# WORK TO COMPLETE:
[A] In the article on children's bone health, why can failing to prioritize bone health in childhood lead to unexpected consequences? Answer in one to three sentences.
[B] According to the article on children's bone health, between what ages does most bone growth take place?
[C] Continue the article on children's bone health from its final sentence.

# EXCERPTED PASSAGE:
================

You see the results of a child’s bone health every day: playing sports, running, jumping and even walking. While most of us know that bone health is important, kids are often left out of the discussion. Many people associate bone health and osteoporosis as conditions for older adults to consider. What you may not know is that the foundation of your child’s bone health starts early in life.
“About 90% of your bone density will be set by the time you are 20 years old,” says Sandra Sellers, RDN, CSSD Health and Wellness Senior Manager, United Dairy Industry of Michigan. “And, the majority of bone growth takes place between the ages of 10 and 20.”
What role does bone health play in your child’s health?
Because the body builds most of its bone density early in life, not making bone health a priority can cause unexpected consequences.
“Adolescents who haven’t built strong bones in childhood are at higher risk of bone breaks,” Sellers points out. “Plus, children who don’t build strong bones may be at a higher risk of osteoporosis later on in life.” For females, that risk is even higher.

================

# RECORDED INFORMATION:
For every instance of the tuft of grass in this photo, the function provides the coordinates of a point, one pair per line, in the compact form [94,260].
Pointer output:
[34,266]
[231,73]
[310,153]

================

# TASK-BY-TASK OUTPUTS:
[A] The body builds most of its bone density early in life, with about 90% set by age 20 and most bone growth happening between ages 10 and 20. Neglecting bone health during those years can leave adolescents at higher risk of bone breaks and raise the risk of osteoporosis later in life.

[B] Between the ages of 10 and 20.

[C]
How does diet play a role?
Getting enough calcium is one of the most basic ways you can help ensure your child’s bone health. Sellers recommends dairy products as one of the best and most efficient ways to deliver this important nutrient to your child.
“Calcium from dairy milk is easily absorbed into the body,” says Sellers. “Dairy milk is one of the best ways to get calcium, including chocolate milk. Dairy foods like yogurt and cottage cheese are always good choices. Using plain Greek yogurt instead of sour cream and adding milk to sauces are also good ways to help your child get the calcium they need.”
And while dairy foods are more easily absorbed, Sellers says there are some great plant alternatives. “Soy products like tofu and edamame are good sources of calcium, plus green leafy vegetables, among a variety of other foods.”
How much calcium should you offer at any one meal? It’s all about balance, says Sellers. “The body only can absorb so much calcium at one time, so spreading the servings of dairy or calcium-rich foods throughout the course of the day is ideal.” This approach gives you many opportunities to offer these foods, whether it be in snacks or meals like breakfast, lunch or dinner.
Does exercise boost bone health?
While diet is important to bone health, it’s not the only thing to consider. “Exercise is beneficial to growing healthy bones,” Sellers says. “Weight-bearing exercise in particular is beneficial to bone health.”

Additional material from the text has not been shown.